* Lista de tareas:
a – Enumere las obras de Unamuno que el fragmento sobre Abel Sánchez acompaña de una fecha entre paréntesis.
b – Indique si cada afirmación concuerda con el fragmento sobre Abel Sánchez y cite las palabras que lo deciden: (i) Antonia es la esposa de Joaquín; (ii) al inicio de la novela, Joaquín se declara creyente; (iii) el hijo del enemigo de Joaquín también se llama Abel.

* Fragmento dado:
*-*-*

Abracci, de Safet Zec
Como decíamos, en esta reletura moderna de la envidia, hay espacio para la reflexión en torno a las inquietudes que Unamuno mostraba también en otras de sus obras. Por ejemplo, tenemos la maternidad, como veíamos en el protagonista de Niebla (1914), que vivía subyugado al dominio de su madre, o su vertiente putativa, como sucedía en La tía Tula (escrita en 1907, publicada en 1921). En este caso, Antonia, la esposa de Joaquín, tiene una relación con el protagonista maternofilial, como bien nos muestra y subraya el autor en varias ocasiones. Como si fuese un niño incapaz de reprimir sus emociones, el protagonista está dominado por un odio irrefrenable que le impide conseguir la independencia y la madurez necesaria para comportarse como un adulto o para tener una relación responsable y sana con otras personas.

Por tanto, las relaciones familiares del protagonista están abocadas al fracaso, por estar distorsionadas. Sin embargo, a su vez, Joaquín logra cierta venganza personal cuando consigue alzarse como una figura paternal para el hijo de su ansiado enemigo, también llamado Abel, aunque para él no sea más que una herramienta para un fin o una pequeña satisfacción dentro de una vida agónica, sobre todo cuando repara en el hecho de que su amigo no parece sentirse enojado por este hecho.

También hay un dilema planteado en torno a la fe, a la manipulación eclesiástica y a las dudas sobre la creencia en Dios, cuestiones que eran centrales de San Manuel Bueno, mártir (1930). En Abel Sánchez, estas reflexiones recaen en el protagonista, Joaquín, que al inicio de la novela se declara prácticamente ateo, pero conforme avanza la novela se produce su conversión, aunque sea interesada. Su finalidad es servirse de la religión para encontrar una salida a su dolor, a su rencor y a su envidia. Unamuno aprovecha la ocasión para reflejar sus propias dudas sobre la fe, que se desarrolla en esta ocasión por el sufrimiento que Joaquín cree que Dios le ha impuesto o su capacidad para conseguir la inmortalidad a partir de su propia mano. Como ya sabemos, la trascendencia era una de las preocupaciones de don Miguel y en esta ocasión se refleja también a partir de los celos del protagonista, que siente que no ha sido capaz de cincelar su nombre en la historia de la ciencia mientras que el arte pictórico de Abel cautiva a todos.

*-*-*

* Datos del ejercicio:

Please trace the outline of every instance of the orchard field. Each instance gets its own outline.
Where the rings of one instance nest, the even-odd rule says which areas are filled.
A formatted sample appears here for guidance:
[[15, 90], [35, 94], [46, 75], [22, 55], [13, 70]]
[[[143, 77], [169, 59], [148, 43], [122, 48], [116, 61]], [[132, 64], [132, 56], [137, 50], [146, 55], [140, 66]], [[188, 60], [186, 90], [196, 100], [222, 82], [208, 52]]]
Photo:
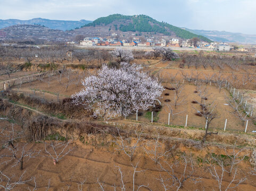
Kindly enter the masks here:
[[256, 189], [254, 56], [186, 51], [170, 58], [157, 48], [134, 51], [130, 63], [164, 88], [160, 102], [106, 118], [74, 104], [72, 95], [104, 63], [120, 68], [127, 60], [100, 49], [30, 48], [1, 55], [3, 188]]

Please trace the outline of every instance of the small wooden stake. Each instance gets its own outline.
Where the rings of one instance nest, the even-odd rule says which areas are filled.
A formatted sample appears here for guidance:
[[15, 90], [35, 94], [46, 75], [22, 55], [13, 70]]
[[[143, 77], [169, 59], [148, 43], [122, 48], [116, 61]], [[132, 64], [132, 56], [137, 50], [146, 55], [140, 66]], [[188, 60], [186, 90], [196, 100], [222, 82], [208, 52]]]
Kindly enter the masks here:
[[245, 133], [246, 133], [247, 125], [248, 125], [248, 120], [246, 121], [246, 125], [245, 126], [245, 131], [244, 131]]
[[187, 127], [187, 116], [186, 117], [186, 125], [185, 125], [186, 127]]
[[226, 126], [227, 125], [227, 119], [226, 119], [226, 120], [225, 120], [225, 126], [224, 127], [224, 131], [226, 131]]

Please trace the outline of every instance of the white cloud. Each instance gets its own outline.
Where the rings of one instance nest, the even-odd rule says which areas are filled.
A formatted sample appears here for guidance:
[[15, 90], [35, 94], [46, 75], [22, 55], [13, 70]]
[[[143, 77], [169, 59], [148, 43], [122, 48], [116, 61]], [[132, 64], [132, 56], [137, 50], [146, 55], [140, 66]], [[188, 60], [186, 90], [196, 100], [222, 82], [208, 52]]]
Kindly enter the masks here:
[[255, 0], [0, 0], [0, 19], [93, 20], [143, 14], [193, 29], [256, 34]]

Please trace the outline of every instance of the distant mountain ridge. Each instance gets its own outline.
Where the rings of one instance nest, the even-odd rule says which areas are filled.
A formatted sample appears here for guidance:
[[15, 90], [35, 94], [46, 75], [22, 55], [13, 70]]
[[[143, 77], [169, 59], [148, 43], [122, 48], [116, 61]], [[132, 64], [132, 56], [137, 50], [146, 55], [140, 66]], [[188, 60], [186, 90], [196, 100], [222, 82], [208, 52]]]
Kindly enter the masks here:
[[192, 30], [181, 28], [198, 35], [202, 35], [212, 41], [223, 42], [238, 42], [256, 44], [256, 34], [245, 34], [238, 32], [219, 31], [217, 30]]
[[51, 29], [57, 29], [65, 31], [80, 28], [82, 25], [92, 22], [91, 21], [81, 20], [80, 21], [63, 21], [50, 20], [42, 18], [35, 18], [28, 20], [18, 19], [0, 19], [0, 29], [16, 24], [37, 24], [44, 25]]
[[82, 27], [101, 26], [109, 26], [110, 29], [112, 27], [115, 30], [122, 32], [153, 32], [162, 33], [167, 36], [175, 34], [177, 37], [184, 39], [198, 37], [203, 41], [211, 41], [203, 36], [196, 34], [167, 22], [158, 21], [145, 15], [128, 16], [114, 14], [97, 19], [91, 23], [85, 24]]

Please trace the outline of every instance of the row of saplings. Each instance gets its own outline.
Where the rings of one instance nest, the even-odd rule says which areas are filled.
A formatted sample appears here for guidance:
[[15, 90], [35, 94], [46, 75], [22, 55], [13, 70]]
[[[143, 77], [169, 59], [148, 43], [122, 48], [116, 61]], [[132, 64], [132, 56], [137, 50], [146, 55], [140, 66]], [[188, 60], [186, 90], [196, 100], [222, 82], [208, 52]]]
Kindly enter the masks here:
[[[11, 190], [14, 188], [19, 189], [21, 185], [28, 184], [30, 186], [28, 189], [35, 190], [37, 189], [36, 182], [38, 178], [31, 177], [25, 179], [25, 176], [27, 177], [28, 175], [26, 175], [26, 170], [23, 169], [23, 163], [29, 163], [29, 161], [33, 158], [46, 157], [52, 160], [53, 165], [61, 165], [61, 163], [59, 163], [60, 161], [72, 151], [77, 149], [77, 146], [73, 146], [73, 140], [55, 135], [48, 136], [48, 141], [39, 141], [44, 145], [43, 150], [31, 149], [30, 144], [24, 142], [27, 136], [25, 132], [16, 130], [15, 126], [12, 124], [7, 127], [1, 127], [0, 135], [2, 148], [0, 155], [0, 169], [4, 169], [4, 167], [7, 164], [10, 164], [11, 168], [19, 166], [22, 173], [20, 176], [15, 176], [9, 174], [6, 170], [0, 170], [0, 187], [4, 190]], [[130, 162], [133, 175], [128, 183], [123, 179], [124, 177], [128, 175], [126, 174], [128, 172], [122, 171], [121, 167], [116, 166], [119, 172], [119, 175], [117, 175], [119, 180], [117, 184], [112, 186], [115, 186], [117, 190], [131, 190], [128, 188], [128, 184], [130, 183], [133, 184], [133, 190], [138, 190], [143, 187], [151, 190], [150, 183], [138, 185], [136, 183], [136, 177], [140, 173], [145, 173], [147, 171], [150, 172], [153, 170], [159, 171], [159, 177], [156, 177], [161, 186], [159, 190], [178, 190], [184, 187], [190, 186], [189, 183], [196, 184], [202, 182], [202, 177], [198, 175], [202, 175], [199, 173], [199, 167], [202, 164], [205, 167], [206, 171], [216, 181], [216, 187], [219, 190], [233, 190], [240, 184], [244, 183], [247, 178], [250, 178], [250, 176], [256, 176], [255, 168], [252, 169], [250, 173], [249, 170], [246, 173], [240, 168], [239, 164], [247, 160], [249, 155], [244, 154], [246, 153], [245, 149], [237, 149], [236, 142], [231, 148], [232, 152], [227, 151], [230, 148], [220, 147], [220, 150], [224, 151], [225, 155], [209, 153], [204, 159], [197, 158], [196, 160], [192, 154], [178, 152], [176, 145], [170, 143], [170, 140], [164, 141], [159, 133], [152, 140], [151, 143], [143, 145], [146, 135], [143, 134], [143, 129], [130, 132], [128, 136], [126, 132], [116, 127], [112, 128], [115, 129], [113, 131], [114, 132], [113, 142], [115, 144], [115, 150], [117, 153], [121, 152], [127, 156], [127, 160]], [[163, 144], [163, 142], [165, 144]], [[139, 149], [141, 151], [143, 149], [147, 158], [153, 162], [154, 164], [151, 170], [139, 167], [139, 161], [135, 162], [134, 159], [137, 152], [139, 151]], [[175, 156], [177, 155], [178, 160], [176, 159]], [[97, 178], [95, 184], [97, 184], [102, 190], [109, 189], [110, 186], [103, 183], [104, 180]], [[46, 190], [51, 187], [50, 183], [51, 180], [49, 179]], [[82, 190], [86, 183], [85, 179], [78, 184], [78, 190]], [[34, 184], [34, 186], [31, 186]], [[67, 184], [67, 187], [63, 189], [68, 190], [71, 186], [71, 183], [70, 185]], [[202, 188], [201, 190], [203, 189]]]

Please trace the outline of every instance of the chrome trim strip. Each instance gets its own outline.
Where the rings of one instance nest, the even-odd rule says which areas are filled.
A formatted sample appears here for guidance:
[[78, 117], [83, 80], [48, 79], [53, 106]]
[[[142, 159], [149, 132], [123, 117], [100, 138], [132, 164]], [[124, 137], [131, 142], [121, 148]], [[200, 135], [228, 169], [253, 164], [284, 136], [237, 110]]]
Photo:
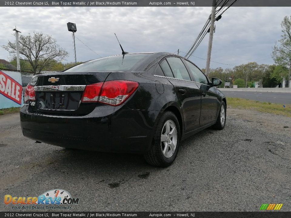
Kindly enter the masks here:
[[84, 91], [85, 85], [62, 85], [35, 86], [35, 91]]
[[[79, 104], [79, 106], [80, 105]], [[79, 106], [78, 106], [78, 108], [79, 108]], [[77, 108], [75, 110], [62, 110], [61, 109], [48, 109], [47, 108], [38, 108], [37, 112], [40, 112], [38, 110], [46, 110], [47, 111], [75, 111], [77, 110], [78, 108]]]
[[175, 78], [174, 77], [169, 77], [164, 76], [159, 76], [159, 75], [154, 75], [154, 76], [158, 77], [162, 77], [163, 78], [167, 78], [167, 79], [174, 79], [177, 80], [182, 80], [182, 81], [186, 81], [186, 82], [191, 82], [195, 83], [199, 83], [199, 84], [201, 84], [201, 85], [206, 85], [207, 86], [210, 86], [210, 85], [207, 85], [207, 84], [205, 84], [204, 83], [199, 83], [198, 82], [196, 82], [195, 81], [192, 81], [192, 80], [186, 80], [183, 79], [178, 79], [178, 78]]

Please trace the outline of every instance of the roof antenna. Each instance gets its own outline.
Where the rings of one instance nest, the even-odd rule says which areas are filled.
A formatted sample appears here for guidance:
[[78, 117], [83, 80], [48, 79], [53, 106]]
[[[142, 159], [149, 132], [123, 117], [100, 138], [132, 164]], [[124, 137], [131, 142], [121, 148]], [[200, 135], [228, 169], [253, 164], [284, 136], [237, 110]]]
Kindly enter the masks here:
[[116, 34], [115, 34], [115, 33], [114, 33], [114, 35], [115, 35], [115, 37], [116, 37], [116, 38], [117, 39], [117, 41], [118, 41], [118, 43], [119, 43], [119, 45], [120, 46], [120, 48], [121, 48], [121, 50], [122, 51], [122, 62], [121, 62], [121, 64], [122, 65], [122, 64], [123, 63], [123, 59], [124, 58], [124, 55], [126, 54], [128, 54], [128, 52], [126, 52], [126, 51], [123, 51], [123, 49], [122, 48], [122, 46], [121, 46], [121, 45], [120, 45], [120, 43], [119, 42], [119, 40], [118, 40], [118, 39], [117, 38], [117, 37], [116, 35]]
[[119, 43], [119, 45], [120, 46], [120, 48], [121, 48], [121, 50], [122, 50], [122, 54], [124, 55], [125, 54], [128, 54], [128, 52], [126, 52], [126, 51], [123, 51], [123, 49], [122, 48], [122, 46], [121, 46], [121, 45], [120, 45], [120, 43], [119, 42], [119, 40], [118, 40], [118, 39], [117, 38], [117, 37], [116, 35], [116, 34], [115, 34], [115, 33], [114, 33], [114, 35], [115, 35], [115, 37], [116, 37], [116, 38], [117, 39], [117, 41], [118, 41], [118, 43]]

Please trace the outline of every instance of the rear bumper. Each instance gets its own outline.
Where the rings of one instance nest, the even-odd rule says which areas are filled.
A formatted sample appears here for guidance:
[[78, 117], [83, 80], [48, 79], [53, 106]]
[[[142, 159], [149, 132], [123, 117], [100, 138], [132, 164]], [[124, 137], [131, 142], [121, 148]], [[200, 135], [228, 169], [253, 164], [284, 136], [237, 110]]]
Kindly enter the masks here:
[[123, 107], [109, 112], [96, 109], [85, 116], [65, 116], [29, 113], [28, 107], [25, 104], [20, 110], [25, 136], [61, 147], [112, 152], [146, 152], [159, 113]]

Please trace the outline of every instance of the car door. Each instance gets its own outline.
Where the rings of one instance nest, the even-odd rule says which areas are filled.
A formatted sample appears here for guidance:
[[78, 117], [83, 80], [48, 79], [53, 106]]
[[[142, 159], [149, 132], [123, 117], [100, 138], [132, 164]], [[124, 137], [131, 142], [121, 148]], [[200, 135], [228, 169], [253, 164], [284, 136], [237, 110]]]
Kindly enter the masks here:
[[200, 115], [200, 126], [207, 125], [216, 120], [217, 110], [219, 107], [218, 96], [214, 89], [211, 87], [206, 76], [194, 64], [184, 60], [188, 67], [190, 73], [197, 82], [202, 97], [201, 100], [201, 112]]
[[181, 59], [171, 57], [162, 60], [160, 65], [169, 81], [174, 86], [181, 104], [185, 133], [199, 127], [201, 93], [199, 87], [191, 81]]

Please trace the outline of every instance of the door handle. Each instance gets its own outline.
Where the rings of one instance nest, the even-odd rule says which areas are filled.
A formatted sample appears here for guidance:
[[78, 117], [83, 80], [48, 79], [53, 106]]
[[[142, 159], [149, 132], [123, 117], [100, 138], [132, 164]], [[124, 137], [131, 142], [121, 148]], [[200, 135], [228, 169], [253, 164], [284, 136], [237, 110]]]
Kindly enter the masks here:
[[179, 89], [179, 92], [180, 93], [182, 94], [184, 94], [186, 93], [186, 91], [185, 89]]

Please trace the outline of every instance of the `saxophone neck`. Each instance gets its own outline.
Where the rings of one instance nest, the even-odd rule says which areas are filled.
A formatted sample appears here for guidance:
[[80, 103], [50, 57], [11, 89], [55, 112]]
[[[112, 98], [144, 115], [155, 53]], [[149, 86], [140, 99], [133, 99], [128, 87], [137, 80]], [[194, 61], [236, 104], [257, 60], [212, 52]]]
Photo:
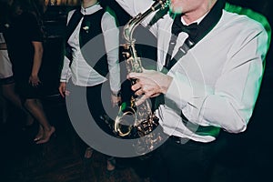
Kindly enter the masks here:
[[129, 44], [134, 44], [135, 39], [133, 38], [133, 33], [136, 27], [152, 12], [157, 11], [158, 9], [164, 9], [168, 5], [169, 0], [157, 0], [156, 1], [146, 12], [143, 14], [139, 13], [134, 18], [125, 25], [123, 35]]

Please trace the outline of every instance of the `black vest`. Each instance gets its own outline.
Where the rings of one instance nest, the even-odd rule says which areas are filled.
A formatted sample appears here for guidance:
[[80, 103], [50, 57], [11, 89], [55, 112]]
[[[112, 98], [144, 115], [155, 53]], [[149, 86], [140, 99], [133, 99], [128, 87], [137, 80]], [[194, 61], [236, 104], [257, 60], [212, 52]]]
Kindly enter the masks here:
[[101, 20], [104, 13], [105, 10], [101, 9], [92, 15], [84, 15], [81, 14], [80, 8], [75, 11], [66, 26], [66, 56], [70, 59], [71, 65], [73, 61], [72, 49], [67, 41], [80, 19], [84, 16], [79, 33], [82, 55], [90, 66], [101, 76], [106, 76], [108, 73], [108, 64], [101, 28]]

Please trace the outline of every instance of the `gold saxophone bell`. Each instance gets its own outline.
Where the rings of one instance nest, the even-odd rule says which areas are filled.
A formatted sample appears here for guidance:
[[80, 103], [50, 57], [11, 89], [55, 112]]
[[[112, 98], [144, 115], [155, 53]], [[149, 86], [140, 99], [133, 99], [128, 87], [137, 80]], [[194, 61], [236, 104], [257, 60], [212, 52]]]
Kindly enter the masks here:
[[[123, 56], [126, 61], [127, 73], [143, 72], [140, 57], [137, 56], [136, 50], [135, 49], [136, 40], [132, 37], [136, 26], [152, 12], [167, 7], [167, 0], [155, 2], [149, 9], [143, 14], [138, 14], [125, 25], [123, 35], [126, 44], [125, 44], [123, 47]], [[137, 82], [137, 80], [135, 79], [131, 79], [130, 81], [131, 85]], [[119, 136], [129, 136], [134, 138], [141, 137], [151, 133], [159, 125], [158, 118], [152, 112], [151, 106], [147, 100], [137, 106], [137, 107], [135, 101], [136, 96], [130, 96], [129, 100], [120, 105], [117, 116], [114, 123], [114, 132]], [[147, 143], [150, 142], [147, 141]]]

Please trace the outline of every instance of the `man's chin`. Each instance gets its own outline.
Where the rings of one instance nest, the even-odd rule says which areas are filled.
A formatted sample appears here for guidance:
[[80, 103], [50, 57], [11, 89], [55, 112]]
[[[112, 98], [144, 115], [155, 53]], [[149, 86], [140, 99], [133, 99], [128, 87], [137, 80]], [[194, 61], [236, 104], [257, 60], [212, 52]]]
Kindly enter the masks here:
[[174, 7], [172, 5], [170, 5], [169, 9], [174, 14], [182, 14], [182, 7]]

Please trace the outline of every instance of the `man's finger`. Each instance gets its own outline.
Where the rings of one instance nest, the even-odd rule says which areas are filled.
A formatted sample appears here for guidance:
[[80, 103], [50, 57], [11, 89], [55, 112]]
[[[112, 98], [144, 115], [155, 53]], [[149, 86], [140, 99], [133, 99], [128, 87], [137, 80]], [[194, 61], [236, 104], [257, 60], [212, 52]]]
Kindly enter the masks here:
[[141, 97], [137, 98], [137, 100], [136, 101], [136, 106], [141, 105], [144, 101], [146, 101], [146, 99], [147, 99], [147, 96], [146, 95], [143, 95]]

*-*-*

* Respuestas de la actividad:
a –
- Niebla (1914)
- La tía Tula (escrita en 1907, publicada en 1921)
- San Manuel Bueno, mártir (1930)

b –
(i) Sí: «Antonia, la esposa de Joaquín».
(ii) No: «al inicio de la novela se declara prácticamente ateo».
(iii) Sí: «el hijo de su ansiado enemigo, también llamado Abel».